Task material →
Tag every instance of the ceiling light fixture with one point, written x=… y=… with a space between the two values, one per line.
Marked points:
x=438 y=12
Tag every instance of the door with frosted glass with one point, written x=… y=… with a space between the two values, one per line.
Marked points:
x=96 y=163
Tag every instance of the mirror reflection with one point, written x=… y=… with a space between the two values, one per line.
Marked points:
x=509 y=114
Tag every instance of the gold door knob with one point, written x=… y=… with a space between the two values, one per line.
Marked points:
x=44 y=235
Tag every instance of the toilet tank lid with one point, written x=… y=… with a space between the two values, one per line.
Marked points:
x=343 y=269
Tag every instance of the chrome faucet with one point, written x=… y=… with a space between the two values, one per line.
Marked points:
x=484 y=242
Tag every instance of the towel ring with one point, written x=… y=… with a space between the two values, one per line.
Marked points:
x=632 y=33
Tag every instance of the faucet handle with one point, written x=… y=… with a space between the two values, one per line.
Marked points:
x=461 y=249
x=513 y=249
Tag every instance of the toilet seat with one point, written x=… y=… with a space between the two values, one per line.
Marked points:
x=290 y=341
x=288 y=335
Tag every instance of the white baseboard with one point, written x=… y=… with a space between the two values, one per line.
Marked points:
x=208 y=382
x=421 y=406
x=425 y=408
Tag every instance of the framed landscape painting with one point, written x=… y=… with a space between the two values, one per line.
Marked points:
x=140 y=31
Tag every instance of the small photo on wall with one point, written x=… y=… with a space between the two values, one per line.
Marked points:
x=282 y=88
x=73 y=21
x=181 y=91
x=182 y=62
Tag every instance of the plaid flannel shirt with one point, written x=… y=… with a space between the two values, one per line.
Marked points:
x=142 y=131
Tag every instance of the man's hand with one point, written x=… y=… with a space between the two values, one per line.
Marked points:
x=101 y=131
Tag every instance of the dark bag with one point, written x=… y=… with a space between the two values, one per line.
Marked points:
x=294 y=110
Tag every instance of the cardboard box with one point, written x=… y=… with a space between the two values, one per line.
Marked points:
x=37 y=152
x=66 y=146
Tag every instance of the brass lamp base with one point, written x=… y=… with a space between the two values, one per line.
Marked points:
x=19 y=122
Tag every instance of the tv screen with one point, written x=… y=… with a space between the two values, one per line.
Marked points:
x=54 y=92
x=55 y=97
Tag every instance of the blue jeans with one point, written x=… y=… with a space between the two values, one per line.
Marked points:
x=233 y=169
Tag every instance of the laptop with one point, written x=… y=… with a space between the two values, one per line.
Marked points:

What the task requires →
Copy all the entries above, swapping "Tag every instance" for "Mark each instance" everywhere it occurs and changing nothing else.

Reply →
Mark each instance of the ceiling light fixture with one point, written x=… y=… with a space between the two values, one per line.
Marked points:
x=438 y=12
Mark each instance of the door with frosted glass with one point, written x=… y=… with a space between the two values, one per line.
Marked points:
x=96 y=163
Mark each instance of the mirror reflection with one point, written x=… y=… with a space between the two values, one per line.
Marked points:
x=509 y=114
Mark each instance of the gold door knob with one point, written x=… y=… with a space between the two values, one per line.
Marked points:
x=44 y=235
Mark each instance of the toilet tank lid with one point, written x=… y=… with a space between the two values, one per line.
Marked points:
x=343 y=269
Mark each instance of the chrome faucet with one point, written x=… y=… with a space between the two values, one per line.
Marked points:
x=484 y=242
Mark each instance of the towel ring with one point, written x=… y=… with a space between the two values, one per line.
Marked points:
x=632 y=33
Mark each instance of the faucet handle with one point, written x=… y=… with a space between the two values, one per line.
Marked points:
x=461 y=249
x=513 y=249
Mark each instance of the toilet seat with one point, written x=… y=… with a space between the two values, one per line.
Marked points:
x=290 y=341
x=288 y=335
Mark each instance of the white baseboard with one point, written x=… y=… with a space between the two values, one per line.
Marked points:
x=208 y=382
x=421 y=406
x=425 y=408
Mark each instance of the framed landscape painting with one point, written x=… y=… with a space between the two values, one per line.
Marked points:
x=140 y=31
Mark each instance of the small photo on wall with one point, written x=… y=… with a space between the two values, one per line.
Marked points:
x=282 y=88
x=73 y=21
x=181 y=91
x=182 y=62
Mark each instance of the plaid flannel shirt with one point, written x=… y=… with a space between the two values, one per line.
Marked points:
x=142 y=131
Mark each instance of the man's hand with one point, written x=… y=… with a space between the two values, one per line.
Marked points:
x=101 y=131
Mark each instance of the dark bag with one point, written x=… y=… with a space between the two values, one per line.
Marked points:
x=294 y=110
Mark each instance of the cardboard box with one point, written x=… y=… with a space between the two values, one per line.
Marked points:
x=37 y=152
x=66 y=146
Mark each instance of the brass lamp base with one point, written x=… y=… with a space between the two values, one per line.
Marked points:
x=19 y=122
Mark each instance of the tv screen with one point, written x=… y=… with a space between the two values, one per line.
Marked points:
x=54 y=92
x=55 y=97
Mark each instance of the blue jeans with one point, written x=… y=… with a space between the two values, one per line.
Marked points:
x=233 y=169
Mark each instance of the laptop with one point, written x=… y=… with a space between the two values, one per line.
Marked points:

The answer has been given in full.